§ Aim of the task
An acceptable answer contains each line of the material, unchanged.

§ Supplied records
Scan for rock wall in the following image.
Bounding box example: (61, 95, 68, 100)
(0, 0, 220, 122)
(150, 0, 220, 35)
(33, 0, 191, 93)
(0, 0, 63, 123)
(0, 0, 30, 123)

§ Written answer
Scan for rock wall in the following image.
Bounding box example: (61, 95, 68, 100)
(0, 0, 220, 122)
(150, 0, 220, 35)
(33, 0, 191, 93)
(0, 0, 63, 123)
(0, 0, 30, 123)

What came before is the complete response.